*What this task involves:*
Continue the review of the book Headhunter below, starting right after its final sentence.

*Provided text:*
February 2021 Book Reviews
February 2021 Book Reviews
Human Elements of Combat Brought Home
Headhunter: 5-73 CAV and Their Fight for Iraq’s Diyala River Valley. Peter Svoboda. Casemate Publishers (An AUSA Title). 228 pages. $34.95
By Lt. Col. Dan Sukman
In 2006 and 2007, the U.S. Army, for the first time since Vietnam, faced a real prospect of operational- and strategic-level defeat on the battlefield. After initial successes during Operation Iraqi Freedom, the Army was caught in the midst of a population engaged in a civil war, resulting in mass casualty events on a near-daily basis.
In his first book, Headhunter: 5-73 CAV and Their Fight for Iraq’s Diyala River Valley, Peter Svoboda details the deployment of the 5th Squadron, 73rd Cavalry Regiment, a unit of the 82nd Airborne Division that was also known as “Headhunter” in honor of the commander’s radio call sign. The squadron’s deployment from 2006 to 2007 occurred during some of the most challenging months of sustained ground combat encountered by the U.S. Army in Iraq.

*Given data:*

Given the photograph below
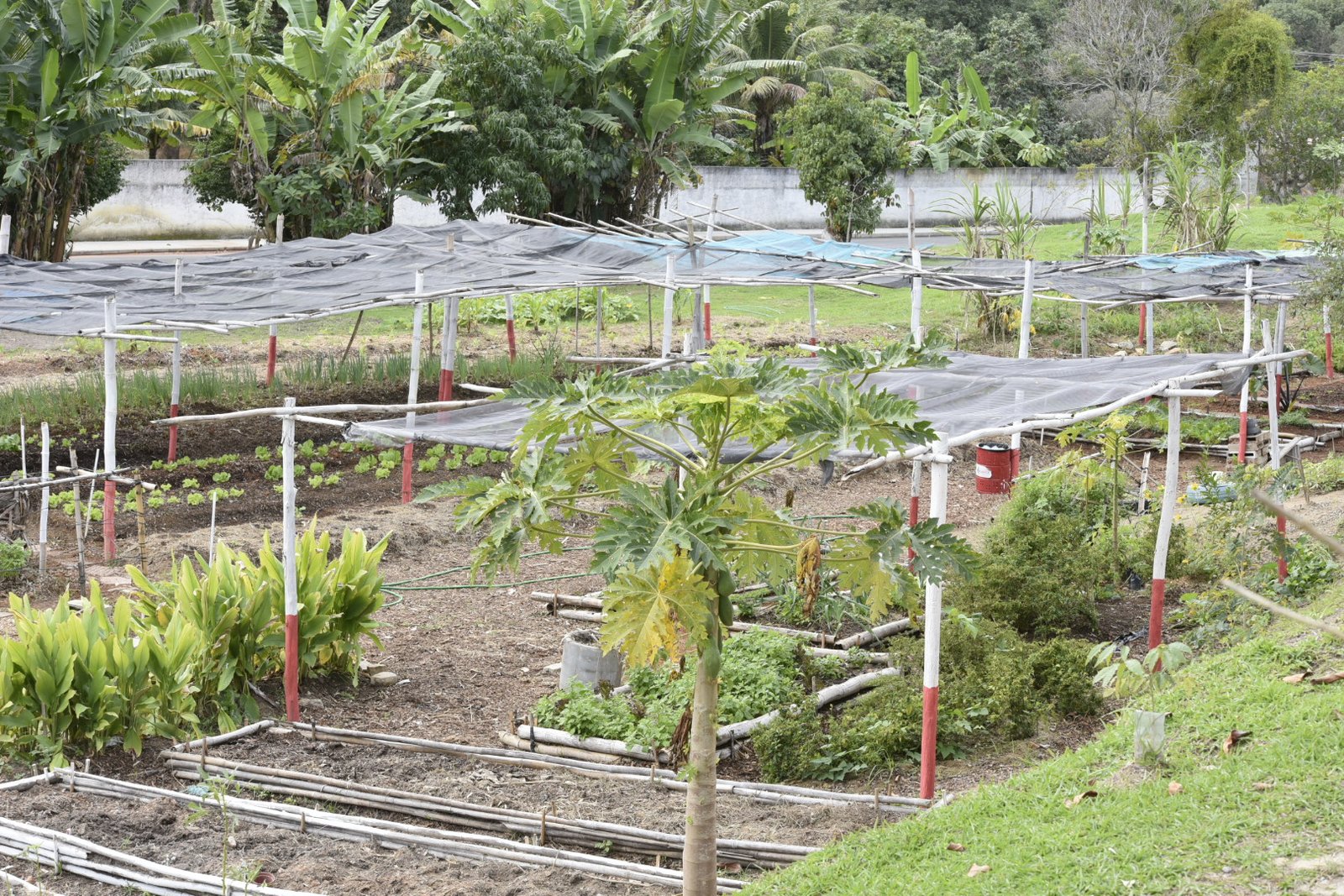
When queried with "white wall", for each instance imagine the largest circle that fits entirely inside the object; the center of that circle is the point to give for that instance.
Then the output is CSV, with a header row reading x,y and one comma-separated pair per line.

*Exercise response:*
The author bounces from one tactical engagement to another, painting a detailed description of each encounter with the enemy. Each chapter uses the background of persistent combat operations to tell the story of soldiers within the squadron. Moreover, Svoboda takes the time to capture soldiers’ personal stories and uses these short biographical sketches to forge an emotional attachment between the soldiers and the reader.
The strengths of the book include detailed combat scenes. For those unfamiliar with what life was like for the front-line troops in what was arguably the most challenging time to deploy to Iraq, this book provides a close-in perspective. The images the author describes help the reader understand the human elements of combat, from making decisions on whether to engage a suspected enemy, to the physical exertion of prolonged combat patrols in difficult terrain.
Moreover, Svoboda details the difficulties facing leaders when dealing with a population that was at best indifferent, often hostile. Nothing came easy to the soldiers of the 5th Squadron.
More than a catalog of firefights, Svoboda describes the experiences of soldiers fighting, including their emotional reactions following the loss of a fellow soldier. Further, he uses interviews with family members of the fallen to bring a personal perspective to each story.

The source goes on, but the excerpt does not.